• _PROVIDED PASSAGE_:

---

Dance classes keep kids active
Cardio, self-esteem benefits make dance the perfect option
The correlation between physical activity and good health has always been known among adults, but kids are now starting to realize the benefits and enjoyment of keeping fit.
One of the top choices, particularly among girls, is dance, an activity that instills the importance of hard work and physical discipline in one. Numerous classes are available — anything from traditional types like jazz and tap to new favorites like hip-hop and lyrical — and two new dance studios have just opened in Highlands Ranch to offer a new option for kids.
Rhapsody Performing Arts Center and Precision Dance are quietly building a following in the community. About 10,000 mailers and word-of-mouth has generated quite the buzz for Rhapsody.
Kelley Wick, co-owner of Rhapsody Performing Arts Center, says her students are typically “huffing and puffing” from the physical exertion of dance. Some routines among competitive dance troupes last as long as eight minutes, and many include a variety of difficult acrobatic maneuvers and spins.

---

• _THE DATA_:
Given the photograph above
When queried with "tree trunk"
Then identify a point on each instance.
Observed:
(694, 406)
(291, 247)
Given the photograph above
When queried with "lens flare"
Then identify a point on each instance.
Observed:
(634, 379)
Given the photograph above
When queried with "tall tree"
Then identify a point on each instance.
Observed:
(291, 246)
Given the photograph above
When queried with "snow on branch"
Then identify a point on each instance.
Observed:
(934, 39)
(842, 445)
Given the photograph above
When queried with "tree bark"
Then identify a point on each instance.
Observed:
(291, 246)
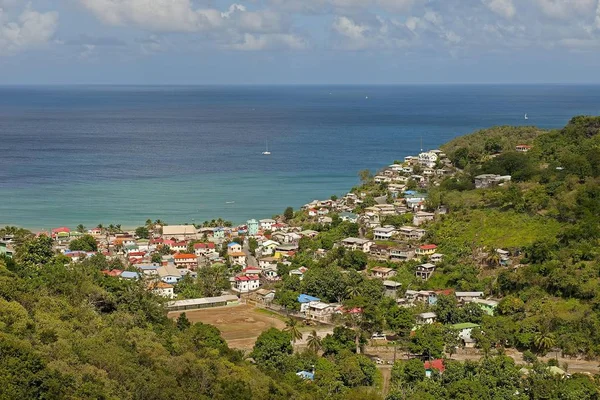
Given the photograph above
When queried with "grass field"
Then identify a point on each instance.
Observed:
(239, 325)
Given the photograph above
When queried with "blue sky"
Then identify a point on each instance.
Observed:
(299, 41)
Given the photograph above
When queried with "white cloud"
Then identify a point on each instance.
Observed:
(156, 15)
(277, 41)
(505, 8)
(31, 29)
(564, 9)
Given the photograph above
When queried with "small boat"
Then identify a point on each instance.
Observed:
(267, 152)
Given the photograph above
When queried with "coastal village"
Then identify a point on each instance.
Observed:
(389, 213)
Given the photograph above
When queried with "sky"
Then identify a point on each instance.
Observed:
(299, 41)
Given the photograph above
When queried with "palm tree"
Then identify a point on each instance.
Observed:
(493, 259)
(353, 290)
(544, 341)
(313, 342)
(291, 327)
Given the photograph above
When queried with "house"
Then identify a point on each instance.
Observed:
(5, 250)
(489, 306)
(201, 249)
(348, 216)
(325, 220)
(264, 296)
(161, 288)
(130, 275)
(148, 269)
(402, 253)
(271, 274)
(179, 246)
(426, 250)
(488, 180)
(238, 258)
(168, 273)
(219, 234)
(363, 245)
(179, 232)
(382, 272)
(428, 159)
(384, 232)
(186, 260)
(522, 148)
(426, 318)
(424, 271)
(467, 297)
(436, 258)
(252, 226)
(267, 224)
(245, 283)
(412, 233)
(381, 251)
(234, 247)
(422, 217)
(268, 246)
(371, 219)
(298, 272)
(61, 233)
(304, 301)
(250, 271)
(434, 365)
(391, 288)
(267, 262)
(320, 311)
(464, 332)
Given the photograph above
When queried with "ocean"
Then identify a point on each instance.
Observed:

---

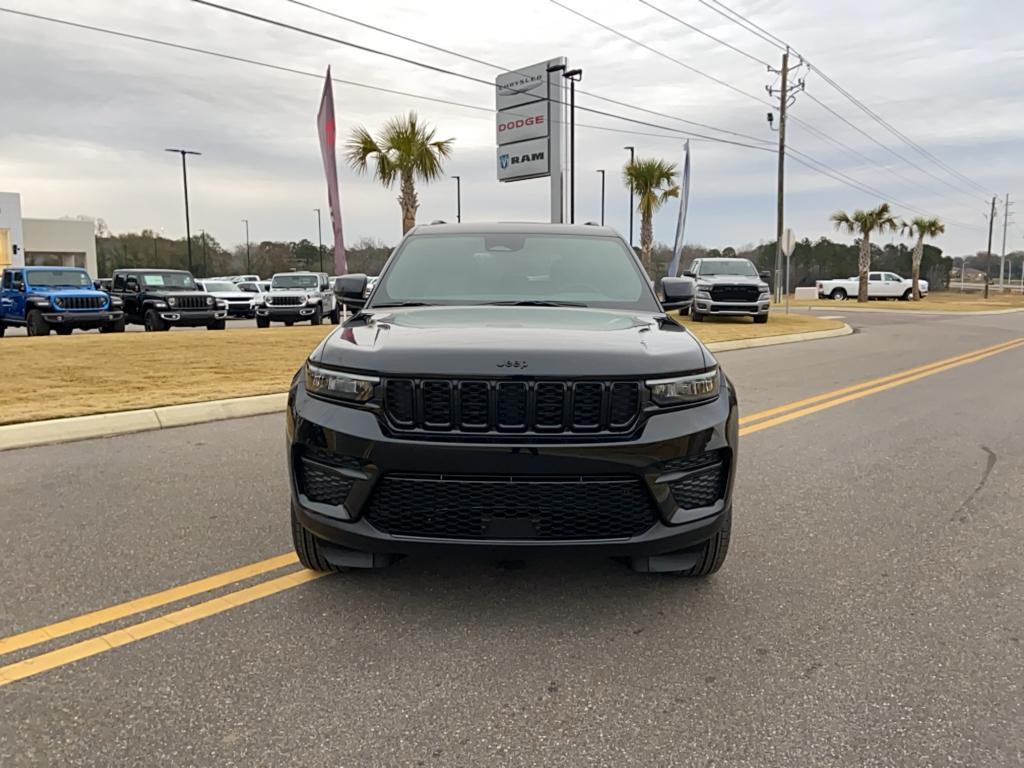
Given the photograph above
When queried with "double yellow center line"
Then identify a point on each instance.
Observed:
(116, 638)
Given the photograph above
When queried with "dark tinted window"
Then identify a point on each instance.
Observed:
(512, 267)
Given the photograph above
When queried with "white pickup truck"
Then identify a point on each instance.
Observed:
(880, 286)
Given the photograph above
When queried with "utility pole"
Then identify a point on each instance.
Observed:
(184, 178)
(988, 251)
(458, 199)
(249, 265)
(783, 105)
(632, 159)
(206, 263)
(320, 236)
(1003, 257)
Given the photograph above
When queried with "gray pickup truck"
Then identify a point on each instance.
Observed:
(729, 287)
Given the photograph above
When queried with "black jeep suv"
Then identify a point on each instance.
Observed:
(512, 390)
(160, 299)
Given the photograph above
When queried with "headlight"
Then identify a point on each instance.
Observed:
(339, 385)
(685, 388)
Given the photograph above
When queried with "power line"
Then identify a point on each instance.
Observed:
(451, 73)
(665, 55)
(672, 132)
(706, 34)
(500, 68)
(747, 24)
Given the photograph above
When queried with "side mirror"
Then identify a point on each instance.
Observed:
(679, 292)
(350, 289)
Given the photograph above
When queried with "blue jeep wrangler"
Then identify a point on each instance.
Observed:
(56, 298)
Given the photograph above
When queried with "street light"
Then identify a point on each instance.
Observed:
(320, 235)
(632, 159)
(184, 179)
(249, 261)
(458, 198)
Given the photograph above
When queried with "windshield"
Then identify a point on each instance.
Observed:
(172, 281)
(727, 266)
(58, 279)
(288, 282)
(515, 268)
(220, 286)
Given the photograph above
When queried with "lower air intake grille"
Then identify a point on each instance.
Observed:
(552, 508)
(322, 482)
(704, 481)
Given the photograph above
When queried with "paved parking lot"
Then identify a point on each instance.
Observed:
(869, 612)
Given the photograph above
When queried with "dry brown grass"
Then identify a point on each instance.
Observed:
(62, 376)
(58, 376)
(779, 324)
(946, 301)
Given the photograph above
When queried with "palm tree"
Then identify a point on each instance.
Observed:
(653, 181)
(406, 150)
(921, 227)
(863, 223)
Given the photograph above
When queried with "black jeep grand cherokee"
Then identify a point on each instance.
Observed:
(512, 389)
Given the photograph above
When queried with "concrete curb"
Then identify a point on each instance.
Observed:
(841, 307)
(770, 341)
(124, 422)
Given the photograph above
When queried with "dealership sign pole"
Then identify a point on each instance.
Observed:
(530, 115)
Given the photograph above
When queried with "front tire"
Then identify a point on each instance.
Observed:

---

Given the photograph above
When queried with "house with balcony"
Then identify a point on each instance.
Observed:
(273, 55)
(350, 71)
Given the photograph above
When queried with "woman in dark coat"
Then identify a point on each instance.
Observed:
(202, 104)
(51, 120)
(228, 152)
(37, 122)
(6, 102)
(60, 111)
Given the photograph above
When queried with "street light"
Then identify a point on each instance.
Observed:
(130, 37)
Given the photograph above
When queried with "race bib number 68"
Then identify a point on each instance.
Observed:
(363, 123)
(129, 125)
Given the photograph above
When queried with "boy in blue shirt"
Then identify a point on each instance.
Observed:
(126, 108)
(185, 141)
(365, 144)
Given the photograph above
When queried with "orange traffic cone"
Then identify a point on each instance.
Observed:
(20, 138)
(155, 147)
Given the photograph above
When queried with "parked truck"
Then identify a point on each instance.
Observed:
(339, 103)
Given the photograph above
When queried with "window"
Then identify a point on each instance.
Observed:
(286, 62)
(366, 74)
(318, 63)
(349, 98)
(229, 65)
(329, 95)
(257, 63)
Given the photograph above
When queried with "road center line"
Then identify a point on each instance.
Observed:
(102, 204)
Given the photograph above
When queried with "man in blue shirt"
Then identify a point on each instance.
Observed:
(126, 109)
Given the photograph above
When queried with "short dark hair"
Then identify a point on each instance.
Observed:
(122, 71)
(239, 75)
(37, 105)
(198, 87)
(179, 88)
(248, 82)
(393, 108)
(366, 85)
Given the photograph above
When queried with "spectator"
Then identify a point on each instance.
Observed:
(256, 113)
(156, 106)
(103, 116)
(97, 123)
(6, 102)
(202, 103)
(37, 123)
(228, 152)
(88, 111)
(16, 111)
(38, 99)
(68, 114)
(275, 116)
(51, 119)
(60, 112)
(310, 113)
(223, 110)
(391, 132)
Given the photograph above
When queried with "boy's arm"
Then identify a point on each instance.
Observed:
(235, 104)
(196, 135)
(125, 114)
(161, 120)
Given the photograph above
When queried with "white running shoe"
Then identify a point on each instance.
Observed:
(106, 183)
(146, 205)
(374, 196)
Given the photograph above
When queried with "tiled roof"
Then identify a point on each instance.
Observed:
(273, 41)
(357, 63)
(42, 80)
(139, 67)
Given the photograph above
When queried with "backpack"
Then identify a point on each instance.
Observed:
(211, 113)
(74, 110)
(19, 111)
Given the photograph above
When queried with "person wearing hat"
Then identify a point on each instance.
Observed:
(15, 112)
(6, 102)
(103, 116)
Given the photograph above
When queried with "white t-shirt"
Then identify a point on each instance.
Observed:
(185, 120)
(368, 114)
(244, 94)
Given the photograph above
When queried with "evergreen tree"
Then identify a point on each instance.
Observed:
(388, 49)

---

• _THE TASK_:
In the article on dance classes, write out the part that opens with "Dance classes keep" and closes with "of keeping fit.", swapping "kids" for "children".

• _RESULT FOR THIS EXERCISE_:
Dance classes keep children active
Cardio, self-esteem benefits make dance the perfect option
The correlation between physical activity and good health has always been known among adults, but children are now starting to realize the benefits and enjoyment of keeping fit.